ERS : focus sur le lien entre cancer du poumon et pollution de l’air

Pr Colas Tcherakian, Dre Lucile Sesé

Auteurs et déclarations

19 septembre 2023

Les données montrant un lien entre cancer pulmonaire et exposition au particules fines s’accumulent. « Il faudra impérativement contrôler notre environnement », conclut le Pr Colas Tcherakian, qui s’entretient avec la Dre Lucile Sesé en marge du congrès de l’European Respiratory Society 2023.

TRANSCRIPTION

Colas Tcherakian – Bonjour, je suis Colas Tcherakian, pneumologue à l’hôpital Foch et j’ai la chance aujourd’hui de discuter avec Lucile Sesé, qui est également pneumologue. Dre Sesé a comme passion la pneumologie évidemment, mais aussi l’exposition environnementale et ses retentissements sur la fonction respiratoire et l’évolution des maladies respiratoires.

* _Travail demandé_:
A – Répondez brièvement à ces questions sur le texte consacré au cancer du poumon et à la pollution de l'air.
(i) De quelle date le texte est-il daté ?
(ii) En marge de quel congrès a lieu l'entretien ?
(iii) Dans quel hôpital Colas Tcherakian exerce-t-il ?
B – Recopiez le passage du texte sur le cancer du poumon et la pollution de l'air qui va de « Auteurs et déclarations » jusqu'à « des maladies respiratoires. ».
Les données qui suivent forment un ensemble indépendant du texte.

* _Données suivantes_:

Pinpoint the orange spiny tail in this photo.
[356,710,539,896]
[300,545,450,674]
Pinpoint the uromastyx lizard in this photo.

* _Corrigé_:
A –
(i) Du 19 septembre 2023.
(ii) En marge du congrès de l'European Respiratory Society 2023.
(iii) À l'hôpital Foch.

B –
Auteurs et déclarations

19 septembre 2023

Les données montrant un lien entre cancer pulmonaire et exposition au particules fines s’accumulent. « Il faudra impérativement contrôler notre environnement », conclut le Pr Colas Tcherakian, qui s’entretient avec la Dre Lucile Sesé en marge du congrès de l’European Respiratory Society 2023.

TRANSCRIPTION

Colas Tcherakian – Bonjour, je suis Colas Tcherakian, pneumologue à l’hôpital Foch et j’ai la chance aujourd’hui de discuter avec Lucile Sesé, qui est également pneumologue. Dre Sesé a comme passion la pneumologie évidemment, mais aussi l’exposition environnementale et ses retentissements sur la fonction respiratoire et l’évolution des maladies respiratoires.